> [TAREFA PROPOSTA 1]
Mostre todas as linhas das entradas que contêm a palavra "every".

Os banheiros da Rússia tsarista

História
GUEÓRGUI MANÁEV
Que nos perdoem o trocadilho infame, mas os historiadores não costumam escrever sobre uma história tão privada!

No século 19, o tema dos banheiros era considerado pelos historiadores russos como "impróprio" e "vil". Mas "onde o tsar fazia suas necessidades?" é uma das perguntas mais frequentes entre os visitantes de palácios e residências históricas na Rússia.

Obviamente, os aldeões russos tinham banheiros iguais aos de qualquer aldeia mundo afora: uma fossa em algum lugar no fundo do quintal. Mas a nobreza e a realeza russa, que viviam em palácios de pedra, tinham banheiros completamente diferentes.

Banheiros vermelhos

O historiador e restaurador Boris Postnikov descreveu o banheiro na casa de pedra de Mikhail Sarpunov, um rico ourives de Pskov no século 17.

“O banheiro ficava localizado no lado norte do corredor e era iluminado por uma janelinha. O esgoto passava por um canal vertical dentro da parede, possivelmente equipado com tubos de barro, em uma caçamba especial instalada um andar abaixo em um nicho dentro da parede. De um lado desse nicho havia uma janela para ventilação, e do lado de dentro do edifício, uma portinha para substituir o balde.”

> [MATERIAL FORNECIDO]
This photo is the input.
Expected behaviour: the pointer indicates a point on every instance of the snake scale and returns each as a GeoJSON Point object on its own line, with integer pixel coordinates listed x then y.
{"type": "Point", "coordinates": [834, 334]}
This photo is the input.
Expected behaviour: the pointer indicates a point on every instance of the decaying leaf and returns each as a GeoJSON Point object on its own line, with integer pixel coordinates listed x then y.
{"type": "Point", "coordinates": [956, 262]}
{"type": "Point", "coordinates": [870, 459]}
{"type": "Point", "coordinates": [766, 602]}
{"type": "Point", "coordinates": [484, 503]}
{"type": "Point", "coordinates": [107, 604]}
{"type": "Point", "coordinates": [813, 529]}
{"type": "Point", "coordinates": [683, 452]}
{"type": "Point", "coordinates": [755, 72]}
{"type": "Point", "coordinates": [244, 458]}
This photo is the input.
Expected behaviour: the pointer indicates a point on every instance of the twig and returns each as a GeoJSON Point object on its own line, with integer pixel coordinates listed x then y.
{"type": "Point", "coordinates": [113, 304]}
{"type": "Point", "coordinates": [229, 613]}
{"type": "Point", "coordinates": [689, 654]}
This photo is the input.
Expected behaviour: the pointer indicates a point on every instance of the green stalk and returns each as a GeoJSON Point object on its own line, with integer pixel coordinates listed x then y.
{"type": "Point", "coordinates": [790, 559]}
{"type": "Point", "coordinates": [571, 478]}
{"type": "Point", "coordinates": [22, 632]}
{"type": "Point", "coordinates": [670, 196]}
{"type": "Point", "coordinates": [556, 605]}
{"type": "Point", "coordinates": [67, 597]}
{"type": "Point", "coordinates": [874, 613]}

> [TAREFA PROPOSTA 2]
Redigite, no texto sobre os banheiros da Rússia tsarista, tudo o que vai de "No século 19, o" até "no século 17.".

> [RESPOSTA CORRETA 1]
Expected behaviour: the pointer indicates a point on every instance of the snake scale and returns each as a GeoJSON Point object on its own line, with integer pixel coordinates listed x then y.
Expected behaviour: the pointer indicates a point on every instance of the decaying leaf and returns each as a GeoJSON Point object on its own line, with integer pixel coordinates listed x then y.
Expected behaviour: the pointer indicates a point on every instance of the twig and returns each as a GeoJSON Point object on its own line, with integer pixel coordinates listed x then y.
Expected behaviour: the pointer indicates a point on every instance of the green stalk and returns each as a GeoJSON Point object on its own line, with integer pixel coordinates listed x then y.

> [RESPOSTA CORRETA 2]
No século 19, o tema dos banheiros era considerado pelos historiadores russos como "impróprio" e "vil". Mas "onde o tsar fazia suas necessidades?" é uma das perguntas mais frequentes entre os visitantes de palácios e residências históricas na Rússia.

Obviamente, os aldeões russos tinham banheiros iguais aos de qualquer aldeia mundo afora: uma fossa em algum lugar no fundo do quintal. Mas a nobreza e a realeza russa, que viviam em palácios de pedra, tinham banheiros completamente diferentes.

Banheiros vermelhos

O historiador e restaurador Boris Postnikov descreveu o banheiro na casa de pedra de Mikhail Sarpunov, um rico ourives de Pskov no século 17.